● **Your instructions**: Restate the whole listing word for word. Pictures are left out.

* * *

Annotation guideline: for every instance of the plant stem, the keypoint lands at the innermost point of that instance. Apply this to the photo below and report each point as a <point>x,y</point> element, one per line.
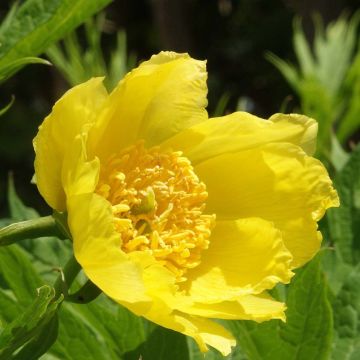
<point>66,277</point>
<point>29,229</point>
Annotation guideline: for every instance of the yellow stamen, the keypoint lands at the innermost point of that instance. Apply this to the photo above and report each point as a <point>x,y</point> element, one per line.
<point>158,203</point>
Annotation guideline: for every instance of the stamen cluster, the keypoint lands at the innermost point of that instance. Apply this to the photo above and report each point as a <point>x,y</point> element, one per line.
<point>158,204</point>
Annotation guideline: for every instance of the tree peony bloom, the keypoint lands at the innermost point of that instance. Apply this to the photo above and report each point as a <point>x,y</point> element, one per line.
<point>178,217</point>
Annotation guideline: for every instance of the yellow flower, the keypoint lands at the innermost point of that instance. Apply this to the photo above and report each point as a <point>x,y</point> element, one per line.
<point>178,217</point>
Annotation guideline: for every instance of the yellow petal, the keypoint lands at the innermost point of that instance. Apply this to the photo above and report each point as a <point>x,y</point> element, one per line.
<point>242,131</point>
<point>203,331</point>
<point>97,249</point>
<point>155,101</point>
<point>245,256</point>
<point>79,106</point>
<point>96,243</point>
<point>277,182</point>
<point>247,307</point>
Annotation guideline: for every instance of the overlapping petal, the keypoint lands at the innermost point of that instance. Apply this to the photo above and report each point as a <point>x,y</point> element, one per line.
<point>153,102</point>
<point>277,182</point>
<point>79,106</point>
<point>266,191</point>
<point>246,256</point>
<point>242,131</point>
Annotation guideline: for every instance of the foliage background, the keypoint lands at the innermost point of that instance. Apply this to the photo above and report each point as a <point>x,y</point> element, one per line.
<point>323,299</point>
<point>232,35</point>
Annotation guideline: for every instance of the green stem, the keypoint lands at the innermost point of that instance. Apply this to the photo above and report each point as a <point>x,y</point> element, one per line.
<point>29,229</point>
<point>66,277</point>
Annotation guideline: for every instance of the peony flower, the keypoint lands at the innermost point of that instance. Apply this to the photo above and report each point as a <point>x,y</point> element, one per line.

* * *

● **Result**:
Annotation guideline: for every instance of the plant stem, the keypoint lands at the innermost point of that instance. Apply this to the photo below and report each point as a <point>x,y</point> element, one per line.
<point>66,277</point>
<point>29,229</point>
Annotation guideline: for every instance of the yellow stamen, the keypoint lands at the innermost point of that instance. Apply this to the photo above and report each point as a <point>x,y</point> element, one per line.
<point>158,203</point>
Annotation guideline: for every instance of the stamen cluster, the keypoint lands at the innermost point of that instance. Apply this to the photo above and report each point as a <point>x,y</point> element, one per line.
<point>158,204</point>
Annotation guideline: for every instance of the tree peony bloom, the keypoint lands at the innermost point of that instance. Apply this to the photo above and report each point as a <point>x,y</point> element, one per line.
<point>178,217</point>
Annotation guideline: for every instance of the yellow flower, the keypoint lands at the innermost point of that instance. Apply this to the photo above and report each point as a <point>x,y</point> element, one per line.
<point>178,217</point>
Annotation guideline: for every instance of the yellow petal, the keypoint lands at the innermost point of that instance. Apply this to the photo above and report each point as a <point>x,y</point> element, one per line.
<point>242,131</point>
<point>203,331</point>
<point>97,249</point>
<point>155,101</point>
<point>245,256</point>
<point>79,106</point>
<point>96,243</point>
<point>277,182</point>
<point>247,307</point>
Annotation guideline: for every instance of the overlapping petal, the keypoint lands at the innermost point of that instance. Apply this to the photo above and report each point as a <point>x,y</point> element, one per line.
<point>153,102</point>
<point>277,182</point>
<point>79,106</point>
<point>266,191</point>
<point>246,256</point>
<point>242,131</point>
Annotation guideline: for every instance of the foliage background, the keypoint lands at the innermost point of that instance. Apply this to the photo above and report each point as a <point>x,y</point> element, one per line.
<point>323,299</point>
<point>232,35</point>
Annotation guideline: for every instance of the green stem, the keypoint lands at the innermost point of that instance. Apply this to the photo above and report each point as a <point>x,y</point> element, one per line.
<point>29,229</point>
<point>66,277</point>
Annotation guideline: for every instance of the peony flower, the keypoint lands at the innermost point of that instance. Apply this to the photo above and report each point as a <point>x,y</point> element, one per line.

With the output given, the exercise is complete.